With more time on school playgrounds than any other organization, Playworks demonstrates how a safe and inclusive recess can make the school day a more positive one, and how it can become a tool to support learning. Playworks contracts with schools to provide a high quality, multi-faceted sports program during the school day and after school.
The Playworks program includes a full time Site Coordinator who is bilingual and works with Amigos in the following four components: 1) Recess, 2) Class Game Time, 3) Junior Coach Program, and 4) After School Program. Playworks supports the Amigos' school climate goals, which are to help reinforce strong socio-emotional skills and reduce bullying and teasing.
For more information, please visit: http://www.playworksusa.org/

Responsive Classroom The Amigos School uses the Responsive Classroom, a teaching approach developed by educators and teachers that uses classroom strategies to provide social and academic learning for students in Junior Kindergarten through grade 5. The Responsive Classroom helps create learning environments where children can grow academically, socially and emotionally.
There are seven guiding principles to the Responsive Classroom:
- The social curriculum is as important as the academic curriculum
- How children learn is as important as what they learn: process and content go hand in hand
- The greatest cognitive growth occurs through social interaction
- There is a set of social skills children need in order to be successful academically and socially: cooperation, assertion, responsibility, empathy and self-control
- Knowing the children we teach individually, culturally and developmentally is as important as knowing the content we teach
- Knowing the families of the children we teach and inviting their participation is essential to children’s education
- How the adults at school work together is as important as individual competence: lasting change begins with the adult community.

- **Information supplied**:
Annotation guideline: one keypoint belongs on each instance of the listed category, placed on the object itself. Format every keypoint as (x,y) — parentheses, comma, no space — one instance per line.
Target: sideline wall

- **Written problem A**: According to the Amigos School passage, which grades does the Responsive Classroom provide social and academic learning for?
- **Written problem B**: Reproduce verbatim the part of the Amigos School passage starting with "Responsive Classroom The" and going on through "socially and emotionally.".
- **Written problem C**: Decide whether each statement agrees with the Amigos School passage, answering yes or no and quoting the deciding words: (i) The Playworks Site Coordinator is bilingual. (ii) The Responsive Classroom has five guiding principles. (iii) The Responsive Classroom treats the academic curriculum as more important than the social curriculum.

- **Exercise answer A**: Junior Kindergarten through grade 5.

- **Exercise answer B**:
Responsive Classroom The Amigos School uses the Responsive Classroom, a teaching approach developed by educators and teachers that uses classroom strategies to provide social and academic learning for students in Junior Kindergarten through grade 5. The Responsive Classroom helps create learning environments where children can grow academically, socially and emotionally.

- **Exercise answer C**:
(i) Yes: "a full time Site Coordinator who is bilingual"
(ii) No: "There are seven guiding principles to the Responsive Classroom"
(iii) No: "The social curriculum is as important as the academic curriculum"